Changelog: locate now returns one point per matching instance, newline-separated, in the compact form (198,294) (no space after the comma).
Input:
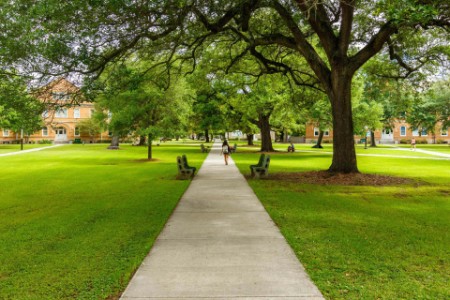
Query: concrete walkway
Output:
(220,244)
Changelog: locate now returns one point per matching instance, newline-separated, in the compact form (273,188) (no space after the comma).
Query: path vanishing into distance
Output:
(220,243)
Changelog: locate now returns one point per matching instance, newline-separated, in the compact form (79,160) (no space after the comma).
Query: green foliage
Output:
(143,100)
(364,242)
(18,109)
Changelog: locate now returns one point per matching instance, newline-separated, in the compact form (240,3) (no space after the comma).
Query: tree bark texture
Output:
(250,137)
(372,139)
(207,135)
(149,147)
(266,140)
(114,143)
(344,155)
(142,140)
(319,140)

__Aim__
Rewrite the stretch of the material from the line containing "(240,3) (no space after the comma)." through the end of the material, replacing "tree bark texture" with "rough trunk surface" and keeping everything else the same.

__Solution to the problem__
Changelog: locate now returns one point per matching instance, newline-separated, in the compact form (240,3) (no space after the comma).
Query: rough trunk surface
Output:
(250,137)
(372,139)
(207,135)
(149,147)
(266,140)
(114,143)
(344,155)
(142,140)
(319,140)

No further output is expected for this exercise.